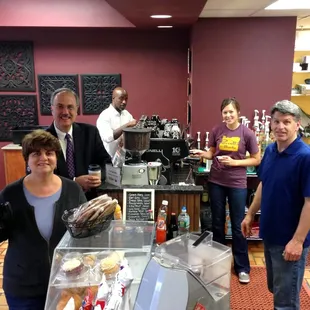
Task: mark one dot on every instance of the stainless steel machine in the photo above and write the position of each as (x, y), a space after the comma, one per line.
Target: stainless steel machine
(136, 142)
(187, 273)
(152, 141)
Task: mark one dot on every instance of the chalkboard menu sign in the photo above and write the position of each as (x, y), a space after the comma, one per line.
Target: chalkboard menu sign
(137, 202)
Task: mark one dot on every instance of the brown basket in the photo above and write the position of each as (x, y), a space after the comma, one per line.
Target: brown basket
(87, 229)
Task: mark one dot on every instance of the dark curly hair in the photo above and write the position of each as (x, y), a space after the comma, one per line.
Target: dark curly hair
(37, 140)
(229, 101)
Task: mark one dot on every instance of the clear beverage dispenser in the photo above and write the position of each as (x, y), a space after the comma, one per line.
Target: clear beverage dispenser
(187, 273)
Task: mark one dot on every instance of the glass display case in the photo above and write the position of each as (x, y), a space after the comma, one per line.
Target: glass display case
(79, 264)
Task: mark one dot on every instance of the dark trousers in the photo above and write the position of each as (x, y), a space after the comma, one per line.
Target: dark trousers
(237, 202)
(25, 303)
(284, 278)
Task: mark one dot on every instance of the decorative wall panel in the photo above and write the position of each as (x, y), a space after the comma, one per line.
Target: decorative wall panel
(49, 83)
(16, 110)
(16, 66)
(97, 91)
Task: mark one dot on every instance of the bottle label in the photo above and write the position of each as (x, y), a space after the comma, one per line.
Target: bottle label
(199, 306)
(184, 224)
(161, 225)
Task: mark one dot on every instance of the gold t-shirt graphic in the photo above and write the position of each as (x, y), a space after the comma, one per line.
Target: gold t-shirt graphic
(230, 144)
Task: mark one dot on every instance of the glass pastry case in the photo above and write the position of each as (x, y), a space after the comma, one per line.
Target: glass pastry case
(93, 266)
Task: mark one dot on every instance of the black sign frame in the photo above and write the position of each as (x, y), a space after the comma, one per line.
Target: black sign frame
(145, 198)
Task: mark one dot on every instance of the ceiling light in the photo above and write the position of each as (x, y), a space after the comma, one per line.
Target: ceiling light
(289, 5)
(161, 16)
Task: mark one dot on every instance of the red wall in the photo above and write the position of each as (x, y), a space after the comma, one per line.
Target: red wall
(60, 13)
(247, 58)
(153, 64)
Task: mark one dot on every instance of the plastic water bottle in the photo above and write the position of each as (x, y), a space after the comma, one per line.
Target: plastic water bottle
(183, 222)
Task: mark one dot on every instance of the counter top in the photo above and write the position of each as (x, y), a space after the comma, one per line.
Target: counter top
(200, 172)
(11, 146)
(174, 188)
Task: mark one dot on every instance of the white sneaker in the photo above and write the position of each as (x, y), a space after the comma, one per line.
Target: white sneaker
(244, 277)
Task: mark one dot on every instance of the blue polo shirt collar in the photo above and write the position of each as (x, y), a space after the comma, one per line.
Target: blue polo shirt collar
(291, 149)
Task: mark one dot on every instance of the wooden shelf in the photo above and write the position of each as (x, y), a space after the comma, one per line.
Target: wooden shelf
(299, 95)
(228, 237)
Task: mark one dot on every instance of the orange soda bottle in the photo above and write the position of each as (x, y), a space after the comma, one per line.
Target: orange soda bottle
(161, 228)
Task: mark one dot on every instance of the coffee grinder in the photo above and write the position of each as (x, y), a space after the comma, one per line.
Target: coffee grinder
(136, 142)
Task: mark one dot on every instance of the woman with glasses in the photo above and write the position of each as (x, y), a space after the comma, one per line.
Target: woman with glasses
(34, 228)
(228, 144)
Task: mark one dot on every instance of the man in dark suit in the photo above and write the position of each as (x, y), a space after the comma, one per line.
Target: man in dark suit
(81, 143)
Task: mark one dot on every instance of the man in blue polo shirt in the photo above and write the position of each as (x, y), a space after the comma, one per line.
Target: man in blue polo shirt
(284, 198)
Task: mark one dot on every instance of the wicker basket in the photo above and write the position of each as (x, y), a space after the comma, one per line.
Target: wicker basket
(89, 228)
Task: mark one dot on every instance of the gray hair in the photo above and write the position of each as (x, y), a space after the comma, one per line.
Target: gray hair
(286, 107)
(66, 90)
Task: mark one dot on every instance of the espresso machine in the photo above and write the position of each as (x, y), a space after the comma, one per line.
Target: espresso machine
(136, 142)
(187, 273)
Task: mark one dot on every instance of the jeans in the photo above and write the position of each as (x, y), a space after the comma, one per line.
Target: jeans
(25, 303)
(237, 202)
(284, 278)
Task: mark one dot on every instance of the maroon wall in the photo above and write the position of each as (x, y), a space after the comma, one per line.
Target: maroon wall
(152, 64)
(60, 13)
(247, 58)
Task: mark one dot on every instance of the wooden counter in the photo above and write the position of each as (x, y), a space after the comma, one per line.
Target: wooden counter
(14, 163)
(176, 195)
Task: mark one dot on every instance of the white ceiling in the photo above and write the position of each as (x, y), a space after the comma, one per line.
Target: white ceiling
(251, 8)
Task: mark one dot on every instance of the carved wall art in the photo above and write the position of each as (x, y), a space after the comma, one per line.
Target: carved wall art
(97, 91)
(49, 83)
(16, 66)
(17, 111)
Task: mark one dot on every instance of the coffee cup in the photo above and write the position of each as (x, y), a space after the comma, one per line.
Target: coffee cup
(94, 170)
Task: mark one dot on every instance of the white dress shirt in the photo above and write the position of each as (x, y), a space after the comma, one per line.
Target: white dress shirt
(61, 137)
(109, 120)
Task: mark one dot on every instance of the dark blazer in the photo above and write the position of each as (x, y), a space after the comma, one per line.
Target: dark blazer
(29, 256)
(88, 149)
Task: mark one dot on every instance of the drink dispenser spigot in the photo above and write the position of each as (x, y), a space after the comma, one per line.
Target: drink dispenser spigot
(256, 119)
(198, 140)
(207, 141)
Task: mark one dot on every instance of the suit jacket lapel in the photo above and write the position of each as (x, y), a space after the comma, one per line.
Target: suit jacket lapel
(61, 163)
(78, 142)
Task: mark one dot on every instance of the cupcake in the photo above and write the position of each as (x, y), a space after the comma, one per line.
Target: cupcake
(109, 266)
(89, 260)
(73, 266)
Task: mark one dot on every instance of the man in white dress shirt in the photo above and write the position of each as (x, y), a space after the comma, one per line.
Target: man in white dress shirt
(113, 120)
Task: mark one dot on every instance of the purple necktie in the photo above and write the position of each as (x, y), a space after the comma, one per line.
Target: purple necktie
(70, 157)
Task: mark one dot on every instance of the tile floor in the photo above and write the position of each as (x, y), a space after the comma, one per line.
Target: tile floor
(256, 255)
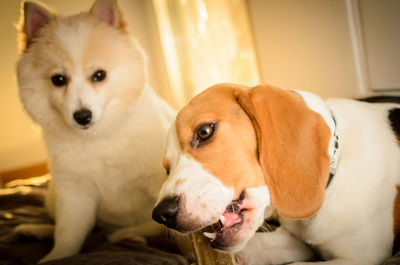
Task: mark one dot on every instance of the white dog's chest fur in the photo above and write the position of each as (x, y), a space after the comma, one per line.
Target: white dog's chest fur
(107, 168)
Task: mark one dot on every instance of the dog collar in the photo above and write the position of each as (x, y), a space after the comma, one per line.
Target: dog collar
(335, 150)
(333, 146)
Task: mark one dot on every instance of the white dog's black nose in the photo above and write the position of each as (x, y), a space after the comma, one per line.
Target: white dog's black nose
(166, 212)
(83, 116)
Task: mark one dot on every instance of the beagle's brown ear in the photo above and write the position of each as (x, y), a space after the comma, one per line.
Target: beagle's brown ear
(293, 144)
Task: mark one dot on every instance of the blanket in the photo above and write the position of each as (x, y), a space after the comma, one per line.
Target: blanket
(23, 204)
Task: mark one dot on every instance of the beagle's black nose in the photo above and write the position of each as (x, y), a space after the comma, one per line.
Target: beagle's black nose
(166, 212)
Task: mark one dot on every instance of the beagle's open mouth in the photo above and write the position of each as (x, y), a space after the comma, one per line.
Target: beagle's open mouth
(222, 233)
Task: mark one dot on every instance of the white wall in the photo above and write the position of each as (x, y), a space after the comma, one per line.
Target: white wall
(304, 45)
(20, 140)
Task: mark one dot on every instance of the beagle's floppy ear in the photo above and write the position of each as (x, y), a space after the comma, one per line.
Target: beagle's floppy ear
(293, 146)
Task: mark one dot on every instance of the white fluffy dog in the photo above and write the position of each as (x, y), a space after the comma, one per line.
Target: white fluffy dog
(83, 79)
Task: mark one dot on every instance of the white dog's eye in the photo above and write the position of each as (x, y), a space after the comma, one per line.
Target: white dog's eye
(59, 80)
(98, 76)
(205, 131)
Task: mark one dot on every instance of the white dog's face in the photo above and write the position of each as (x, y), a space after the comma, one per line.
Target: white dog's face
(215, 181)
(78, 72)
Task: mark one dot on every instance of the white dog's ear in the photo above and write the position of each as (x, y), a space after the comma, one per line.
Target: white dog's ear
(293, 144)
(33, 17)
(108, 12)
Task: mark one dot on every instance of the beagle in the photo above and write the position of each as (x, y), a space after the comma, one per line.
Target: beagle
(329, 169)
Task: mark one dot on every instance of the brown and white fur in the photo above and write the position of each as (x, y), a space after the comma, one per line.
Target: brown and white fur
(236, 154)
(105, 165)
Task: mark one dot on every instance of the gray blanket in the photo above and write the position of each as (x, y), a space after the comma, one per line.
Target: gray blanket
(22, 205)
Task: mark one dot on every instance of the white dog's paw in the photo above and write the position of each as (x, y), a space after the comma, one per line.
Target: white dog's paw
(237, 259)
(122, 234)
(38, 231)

====

• [Your task]
Beginning with the line containing "Target: wooden counter" and ending with the line containing "Task: mark one dot on every instance of the drink", extract those lines exactly from the listing above, and only those.

• [Response box]
Target: wooden counter
(14, 163)
(176, 195)
Task: mark one dot on every instance of the white ceiling in the photo above and write the position of each as (x, y), a space after the comma, one per line.
Target: white ceiling
(251, 8)
Task: mark one dot on every instance of the carved wall art in the photo above and write the position of each as (x, y), a space after the comma, one per line.
Target: carved wall art
(97, 91)
(49, 83)
(16, 66)
(17, 111)
Task: mark one dot on every instance of the coffee cup in the photo above and write the position of each as (x, y), a space after the comma, one per line.
Target: coffee cup
(94, 170)
Task: mark one dot on every instance of the white dress shirt in the photo above and write the position of each as (x, y), a space after the comma, one per line.
Target: white dress shirt
(61, 137)
(109, 120)
Task: mark one dot on every instance of the dark blazer in the photo above and write the position of each as (x, y), a space after the comma, one per line.
Target: dark blazer
(29, 256)
(88, 149)
Task: mark one dot on every instance of the drink dispenser spigot in the photo above and write the position of each as (x, y), a space after the comma, one per line.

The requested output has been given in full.